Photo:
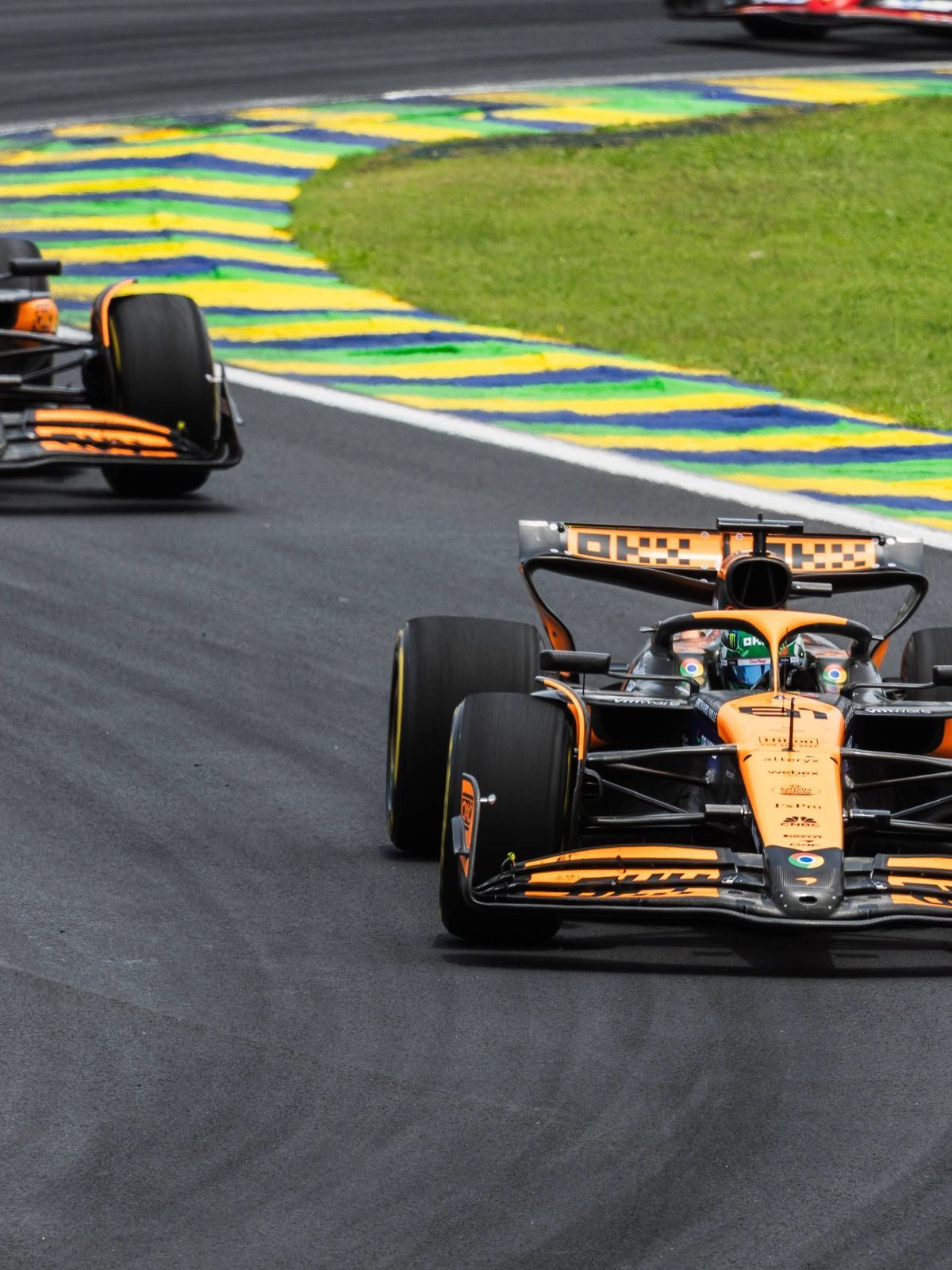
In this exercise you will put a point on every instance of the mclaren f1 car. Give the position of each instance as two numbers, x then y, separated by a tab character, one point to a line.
812	19
750	761
139	397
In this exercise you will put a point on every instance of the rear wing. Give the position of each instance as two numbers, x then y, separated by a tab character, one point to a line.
691	564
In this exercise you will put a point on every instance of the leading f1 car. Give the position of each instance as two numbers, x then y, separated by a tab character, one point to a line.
812	19
750	761
139	397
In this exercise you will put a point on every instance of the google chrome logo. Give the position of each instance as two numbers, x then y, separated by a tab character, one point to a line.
806	860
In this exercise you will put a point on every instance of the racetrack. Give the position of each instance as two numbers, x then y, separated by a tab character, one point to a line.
235	1034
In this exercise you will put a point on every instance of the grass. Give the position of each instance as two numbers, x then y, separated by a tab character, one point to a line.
809	252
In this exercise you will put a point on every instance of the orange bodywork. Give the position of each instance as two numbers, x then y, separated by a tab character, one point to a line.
578	711
704	549
105	302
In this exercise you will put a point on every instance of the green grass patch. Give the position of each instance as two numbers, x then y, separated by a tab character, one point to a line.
809	252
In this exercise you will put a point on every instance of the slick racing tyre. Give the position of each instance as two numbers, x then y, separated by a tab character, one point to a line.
778	29
518	749
437	662
927	648
163	371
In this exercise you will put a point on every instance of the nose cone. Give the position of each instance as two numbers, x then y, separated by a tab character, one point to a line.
805	884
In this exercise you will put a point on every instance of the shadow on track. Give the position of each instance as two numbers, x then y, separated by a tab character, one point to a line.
723	952
873	46
55	495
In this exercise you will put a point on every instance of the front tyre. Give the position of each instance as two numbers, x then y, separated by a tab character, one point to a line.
520	749
437	662
162	370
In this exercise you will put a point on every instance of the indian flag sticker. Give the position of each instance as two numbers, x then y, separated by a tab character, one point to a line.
806	860
692	670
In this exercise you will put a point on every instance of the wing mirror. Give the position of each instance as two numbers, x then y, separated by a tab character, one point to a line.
579	664
33	267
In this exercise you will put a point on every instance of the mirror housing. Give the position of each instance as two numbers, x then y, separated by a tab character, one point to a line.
33	267
577	664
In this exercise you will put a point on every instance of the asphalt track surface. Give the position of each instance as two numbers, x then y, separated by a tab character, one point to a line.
234	1034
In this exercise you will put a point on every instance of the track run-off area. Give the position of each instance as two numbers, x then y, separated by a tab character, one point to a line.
236	1035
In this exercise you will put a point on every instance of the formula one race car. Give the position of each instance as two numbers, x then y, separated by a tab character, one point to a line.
152	410
812	19
749	762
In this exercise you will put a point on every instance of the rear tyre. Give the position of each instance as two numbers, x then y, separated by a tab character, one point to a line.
163	371
927	648
778	29
437	662
520	749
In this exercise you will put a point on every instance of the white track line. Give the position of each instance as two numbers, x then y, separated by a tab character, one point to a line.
597	460
581	456
203	110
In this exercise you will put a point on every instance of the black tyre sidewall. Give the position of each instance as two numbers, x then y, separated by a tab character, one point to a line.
518	749
163	368
441	660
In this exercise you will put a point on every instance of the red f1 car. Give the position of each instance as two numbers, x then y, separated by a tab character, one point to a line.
812	19
140	397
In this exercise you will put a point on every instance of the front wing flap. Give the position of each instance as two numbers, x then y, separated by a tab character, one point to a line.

**WORK REQUIRED**
Copy the entries exactly. No pictures.

**REPLY TO THE EXERCISE**
Photo:
In this exercise you will put a point on every instance of the mclaren f1 car. Give the position of each instance as two numbers, x then y, separated by a tab character, one point to a line.
812	19
750	761
139	397
In this exercise you will put a point on every instance of the rear wing. Give the position of each instance as two numbers, x then y, separated by a tab character, one point to a line.
691	564
In this exercise you will put a point on every instance of the leading f1 car. Give the position of each instance as two numbers, x then y, separated by a tab character, one point to a line.
812	19
750	761
139	397
In this exercise you will put a point on every instance of the google chrome logo. Give the position of each instance as two numbers, x then y, separated by a tab character, one point to a line.
806	860
In this exercise you will put a point on every instance of the racetrack. Give the position of each instance as two numbers, x then y, separated by a tab character, one point to a line.
235	1034
In this exercise you will put a point on every instance of the grass. Give the position of each instance as two numbers, x then y, separated by a tab character, one point to a line.
809	252
In this exercise you will put a point on every instance of the orange bodywork. Give the position of each instance as two numbers, x then y, separated by a tab character, one point to a line.
578	711
704	549
105	302
In this exercise you will put a point on every instance of the green grass patch. Give the position of each instance as two numbers, x then y, separated by a tab character, one point to a line.
809	252
In this exercise you will put a point on every instance of the slick racing tyre. Give the position of each instance as two numbers, x then y, separated by a tab character, one point to a line.
778	29
518	749
437	662
927	648
163	371
In this exercise you will put a point on every instance of the nose cone. Give the position of each instance as two numbers, x then y, separated by a tab character, one point to a line.
805	884
In this exercise you will put a point on every instance of the shadow on track. Give the position of each instance as two numbers, x then y, separated by a tab character, one point to a line.
723	952
873	46
55	495
In this exercise you will put a point on every instance of the front tyre. Give the position of each instance as two numbers, x then y, separated by a tab character, one point to a line.
520	749
437	662
162	370
In this exercise you will put a point on every instance of the indian flag sticker. Give the position of each instance as two numbers, x then y, separated by a tab character, one point to a line.
806	860
692	670
In this exercise you will put a point on every instance of the wing mirror. Give the position of each instance as two numbers, x then y, separated by a tab character, one point to a line.
579	664
33	267
In this exercise you will put a point on every instance of the mirror housing. Give the position of each instance as two numbers, x then y, separated by a tab character, one point to a line.
33	267
577	664
In this exercise you will put a point on every instance of the asphalt track surface. Give the position of each instance as two numbers, x then y, separated by a tab character, one point to a line.
234	1034
In this exercise you will put a point on every instance of the track run-off area. Give the position of each instance as two numbers, x then y, separated by a tab character, one point to a line.
236	1035
In this exercise you will put a point on every instance of the formula one race car. Give the position of each instance as two numbers, x then y, separated by a tab character, one point to a line.
152	410
812	19
749	762
In this exercise you will put a point on every instance of the rear tyre. Give the position of each instance as two numbers, x then y, separated by a tab character, one point to a line.
163	371
927	648
778	29
437	662
520	749
In this exercise you will put a point on every instance of the white track line. Give the position of each instance as two numbers, x then y, separated by a tab character, one point to a line.
597	460
581	456
203	110
In this exercise you will put a point on every instance of the black tyre sidewall. Give the position of each instance as two numbers, x then y, separated by a tab character, one point to a line.
518	749
163	368
441	660
In this exercise you will put a point on every instance of the red f1 car. Give the position of each instance as two numbers, x then y, separated by a tab character, one point to a line.
812	19
140	397
In this exercise you will put a point on every instance of the front wing flap. Give the position of each instance as two numbers, x then y, separated by a tab character, one point to a line.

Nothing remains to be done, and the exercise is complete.